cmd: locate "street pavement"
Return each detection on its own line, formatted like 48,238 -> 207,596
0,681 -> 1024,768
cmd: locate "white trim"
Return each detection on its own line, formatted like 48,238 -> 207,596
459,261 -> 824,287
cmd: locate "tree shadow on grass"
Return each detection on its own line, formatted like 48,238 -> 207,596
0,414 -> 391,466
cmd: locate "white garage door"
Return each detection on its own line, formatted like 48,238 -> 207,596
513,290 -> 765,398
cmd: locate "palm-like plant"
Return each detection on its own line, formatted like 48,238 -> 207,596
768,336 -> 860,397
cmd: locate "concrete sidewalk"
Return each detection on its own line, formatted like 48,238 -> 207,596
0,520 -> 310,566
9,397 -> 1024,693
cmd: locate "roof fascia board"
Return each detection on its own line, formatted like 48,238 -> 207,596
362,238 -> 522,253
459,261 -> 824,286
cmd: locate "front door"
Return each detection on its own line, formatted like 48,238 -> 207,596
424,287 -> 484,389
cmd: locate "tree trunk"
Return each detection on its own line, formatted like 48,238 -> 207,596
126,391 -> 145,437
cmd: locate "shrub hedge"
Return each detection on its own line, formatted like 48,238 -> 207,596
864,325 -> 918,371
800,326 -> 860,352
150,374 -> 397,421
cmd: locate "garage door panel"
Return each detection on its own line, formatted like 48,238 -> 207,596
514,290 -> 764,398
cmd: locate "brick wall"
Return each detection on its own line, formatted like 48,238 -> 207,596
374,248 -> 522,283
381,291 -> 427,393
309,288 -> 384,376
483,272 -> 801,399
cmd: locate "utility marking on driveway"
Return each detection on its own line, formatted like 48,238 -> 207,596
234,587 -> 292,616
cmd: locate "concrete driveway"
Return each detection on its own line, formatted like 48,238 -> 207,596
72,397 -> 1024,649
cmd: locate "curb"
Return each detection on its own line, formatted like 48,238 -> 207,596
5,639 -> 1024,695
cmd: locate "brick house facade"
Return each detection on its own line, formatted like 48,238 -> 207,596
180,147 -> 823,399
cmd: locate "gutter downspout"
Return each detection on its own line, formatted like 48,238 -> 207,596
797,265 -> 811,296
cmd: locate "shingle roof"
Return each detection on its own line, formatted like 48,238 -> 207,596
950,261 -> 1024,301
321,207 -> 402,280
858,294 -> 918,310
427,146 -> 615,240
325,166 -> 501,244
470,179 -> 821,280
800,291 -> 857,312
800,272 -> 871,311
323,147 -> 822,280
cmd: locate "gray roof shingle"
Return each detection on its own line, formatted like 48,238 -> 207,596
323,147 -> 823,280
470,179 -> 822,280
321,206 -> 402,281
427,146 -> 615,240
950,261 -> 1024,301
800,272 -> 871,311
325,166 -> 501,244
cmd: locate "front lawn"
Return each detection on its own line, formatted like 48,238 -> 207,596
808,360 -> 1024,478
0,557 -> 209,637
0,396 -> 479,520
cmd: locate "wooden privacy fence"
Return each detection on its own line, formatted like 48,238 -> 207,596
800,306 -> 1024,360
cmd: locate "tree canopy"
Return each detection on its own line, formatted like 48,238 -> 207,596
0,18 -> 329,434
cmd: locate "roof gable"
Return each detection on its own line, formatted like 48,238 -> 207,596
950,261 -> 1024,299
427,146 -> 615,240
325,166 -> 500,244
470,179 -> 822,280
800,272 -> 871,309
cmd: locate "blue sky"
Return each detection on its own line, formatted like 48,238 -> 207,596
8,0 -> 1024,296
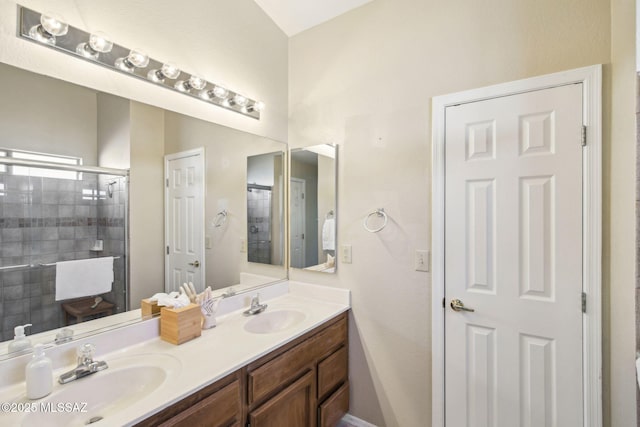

-- -- --

• **Work instructions**
Collect every line of the records that contains the word "concrete". Treat uppercase and lowercase letters as distinct.

• **Full answer**
cmd: locate "concrete sidewalk"
cmd: locate "concrete driveway"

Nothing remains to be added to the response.